## Work to complete
Rewrite all the rows with "rough mask" swapped for "coarse mask" everywhere it appears, keeping everything else the same. Leave the pictures out.

↓

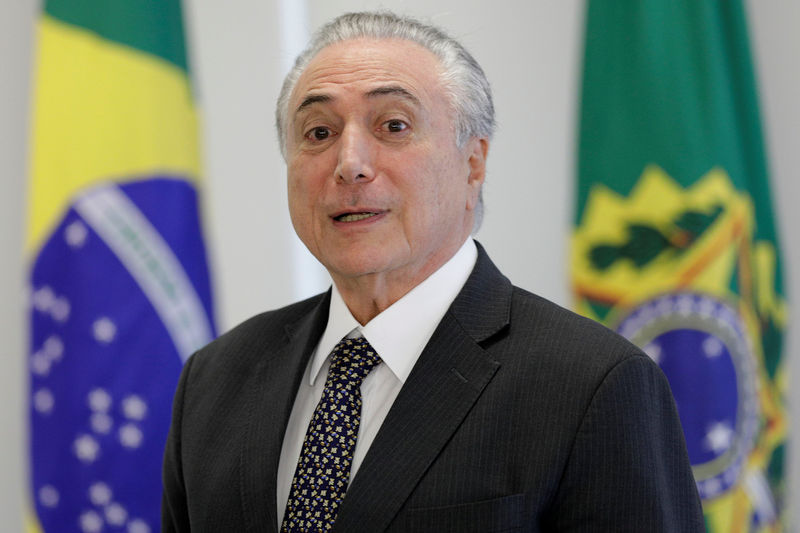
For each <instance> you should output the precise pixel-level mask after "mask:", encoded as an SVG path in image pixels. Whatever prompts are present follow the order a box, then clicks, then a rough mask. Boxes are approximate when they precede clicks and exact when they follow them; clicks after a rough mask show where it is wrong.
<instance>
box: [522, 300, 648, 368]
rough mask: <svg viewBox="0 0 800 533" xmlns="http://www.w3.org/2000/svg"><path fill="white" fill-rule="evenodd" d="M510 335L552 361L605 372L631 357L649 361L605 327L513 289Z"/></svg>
mask: <svg viewBox="0 0 800 533" xmlns="http://www.w3.org/2000/svg"><path fill="white" fill-rule="evenodd" d="M510 333H511V334H512V336H516V337H520V338H521V341H522V342H527V343H530V345H531V348H535V349H536V352H537V353H538V354H542V355H543V356H544V357H545V358H546V359H552V360H553V362H560V363H561V364H566V365H568V366H572V365H574V364H580V365H581V366H582V367H583V368H584V369H586V370H590V369H594V370H596V371H597V372H600V373H604V372H608V371H610V370H611V368H613V367H614V366H616V365H617V364H619V363H621V362H622V361H624V360H626V359H629V358H632V357H634V358H635V357H643V358H645V359H647V360H648V361H649V360H650V358H649V357H647V356H646V355H645V354H644V352H642V351H641V349H639V348H638V347H637V346H635V345H634V344H633V343H631V342H630V341H628V340H627V339H626V338H624V337H623V336H621V335H619V334H618V333H616V332H614V331H612V330H610V329H608V328H607V327H606V326H604V325H602V324H600V323H599V322H596V321H594V320H591V319H589V318H586V317H583V316H581V315H578V314H577V313H574V312H572V311H570V310H568V309H565V308H563V307H561V306H560V305H558V304H555V303H553V302H551V301H550V300H547V299H546V298H542V297H541V296H538V295H536V294H533V293H531V292H528V291H526V290H524V289H521V288H519V287H514V289H513V295H512V305H511V322H510Z"/></svg>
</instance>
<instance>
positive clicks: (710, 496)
mask: <svg viewBox="0 0 800 533" xmlns="http://www.w3.org/2000/svg"><path fill="white" fill-rule="evenodd" d="M580 116H581V123H580V133H579V135H580V139H579V147H578V158H579V159H578V181H577V187H576V206H575V219H574V223H575V228H574V232H573V237H572V247H571V259H570V261H571V279H572V287H573V291H574V297H575V302H576V307H577V310H578V311H579V312H581V313H582V314H584V315H586V316H589V317H591V318H594V319H595V320H598V321H600V322H603V323H605V324H606V325H608V326H609V327H611V328H613V329H616V330H617V331H619V332H620V333H622V334H623V335H625V336H626V337H628V338H629V339H631V340H632V341H633V342H634V343H636V344H637V345H639V346H640V347H642V348H643V349H644V350H645V352H647V353H648V355H650V357H652V358H653V359H654V360H655V361H656V362H657V363H658V364H659V365H660V367H661V368H662V370H663V371H664V373H665V374H666V375H667V378H668V379H669V382H670V385H671V387H672V391H673V394H674V396H675V400H676V403H677V405H678V411H679V413H680V417H681V422H682V424H683V429H684V434H685V436H686V443H687V447H688V451H689V457H690V459H691V462H692V467H693V470H694V474H695V478H696V481H697V488H698V491H699V493H700V496H701V497H702V499H703V505H704V511H705V515H706V524H707V527H708V530H709V531H711V532H729V531H781V530H782V527H783V526H782V524H783V521H784V514H785V512H784V509H785V498H786V483H785V479H784V458H785V448H786V439H787V419H786V410H785V398H784V392H785V388H786V381H787V376H786V362H785V361H784V360H782V359H781V346H782V338H783V329H784V327H785V325H786V320H787V304H786V301H785V298H784V289H783V285H782V275H781V262H780V251H779V247H778V240H777V237H776V232H775V225H774V222H773V209H772V206H771V199H770V189H769V181H768V172H767V164H766V158H765V154H764V145H763V140H762V133H761V125H760V118H759V110H758V98H757V92H756V87H755V77H754V72H753V66H752V61H751V57H750V51H749V42H748V36H747V24H746V16H745V11H744V9H743V6H742V3H741V1H739V0H730V1H725V2H718V1H711V0H637V1H635V2H633V1H632V2H602V1H590V2H588V4H587V22H586V42H585V63H584V77H583V89H582V101H581V115H580Z"/></svg>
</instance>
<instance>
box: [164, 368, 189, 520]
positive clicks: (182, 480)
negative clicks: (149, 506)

↑

## Response to this exercise
For each <instance> you should output the precise pixel-level mask after "mask:", encoded as an SVG path in image pixels. Whatever prompts are present follow the order a box, then clicks, then a coarse mask. Boxes are approximate when they precede clicks and exact when they follow them; clicks after a coarse mask show where it is wrong.
<instance>
box: [522, 300, 648, 368]
coarse mask: <svg viewBox="0 0 800 533" xmlns="http://www.w3.org/2000/svg"><path fill="white" fill-rule="evenodd" d="M510 335L552 361L605 372L631 357L649 361L605 327L513 289Z"/></svg>
mask: <svg viewBox="0 0 800 533" xmlns="http://www.w3.org/2000/svg"><path fill="white" fill-rule="evenodd" d="M510 333H511V334H512V336H516V337H520V338H521V341H522V342H527V343H530V345H531V348H535V349H536V352H537V353H538V354H542V355H543V356H544V357H545V358H546V359H552V360H553V362H560V363H561V364H566V365H568V366H572V365H574V364H580V365H581V366H582V367H583V368H584V369H586V370H590V369H594V370H596V371H597V372H600V373H604V372H608V371H610V370H611V368H613V367H614V366H616V365H617V364H619V363H621V362H622V361H624V360H626V359H629V358H632V357H634V358H635V357H643V358H645V359H647V360H648V361H649V360H650V358H649V357H647V356H646V355H645V354H644V352H642V351H641V349H639V348H638V347H637V346H635V345H634V344H633V343H631V342H630V341H628V340H627V339H626V338H624V337H623V336H621V335H619V334H618V333H616V332H614V331H612V330H610V329H608V328H607V327H606V326H604V325H602V324H600V323H599V322H596V321H594V320H591V319H589V318H586V317H583V316H581V315H578V314H577V313H574V312H572V311H570V310H568V309H565V308H563V307H561V306H560V305H558V304H555V303H553V302H551V301H550V300H547V299H546V298H542V297H541V296H538V295H536V294H533V293H531V292H528V291H526V290H524V289H521V288H519V287H514V289H513V295H512V305H511V322H510Z"/></svg>
</instance>
<instance>
positive clicks: (710, 496)
mask: <svg viewBox="0 0 800 533" xmlns="http://www.w3.org/2000/svg"><path fill="white" fill-rule="evenodd" d="M580 116H581V123H580V133H579V135H580V139H579V147H578V158H579V159H578V181H577V187H576V206H575V219H574V223H575V228H574V232H573V237H572V247H571V259H570V261H571V279H572V287H573V291H574V297H575V302H576V307H577V310H578V311H579V312H581V313H582V314H584V315H586V316H589V317H591V318H594V319H595V320H598V321H600V322H603V323H605V324H606V325H608V326H609V327H611V328H613V329H616V330H617V331H619V332H620V333H622V334H623V335H625V336H626V337H628V338H629V339H631V340H632V341H633V342H634V343H636V344H637V345H639V346H640V347H642V348H643V349H644V350H645V352H647V353H648V355H650V357H652V358H653V359H654V360H655V361H656V362H657V363H658V364H659V365H660V367H661V368H662V370H663V371H664V373H665V374H666V375H667V378H668V379H669V382H670V385H671V387H672V391H673V394H674V396H675V400H676V403H677V405H678V411H679V413H680V417H681V422H682V424H683V429H684V434H685V436H686V443H687V447H688V451H689V457H690V459H691V462H692V467H693V470H694V474H695V478H696V481H697V488H698V491H699V493H700V496H701V497H702V499H703V505H704V511H705V515H706V524H707V527H708V530H709V531H711V532H729V531H781V530H782V527H783V526H782V524H783V521H784V514H785V512H784V509H785V498H786V483H785V479H784V458H785V448H786V439H787V419H786V410H785V398H784V392H785V388H786V381H787V376H786V362H785V361H784V360H782V359H781V346H782V338H783V329H784V327H785V325H786V320H787V304H786V301H785V298H784V289H783V285H782V275H781V262H780V251H779V247H778V240H777V237H776V232H775V225H774V222H773V209H772V206H771V199H770V189H769V181H768V172H767V164H766V158H765V154H764V145H763V140H762V133H761V125H760V118H759V110H758V98H757V92H756V87H755V77H754V72H753V66H752V61H751V57H750V51H749V42H748V36H747V24H746V16H745V11H744V9H743V6H742V3H741V1H739V0H730V1H725V2H718V1H711V0H637V1H635V2H633V1H632V2H602V1H590V2H588V4H587V22H586V42H585V63H584V77H583V89H582V101H581V115H580Z"/></svg>
</instance>
<instance>
box: [164, 368, 189, 520]
positive clicks: (182, 480)
negative clicks: (149, 506)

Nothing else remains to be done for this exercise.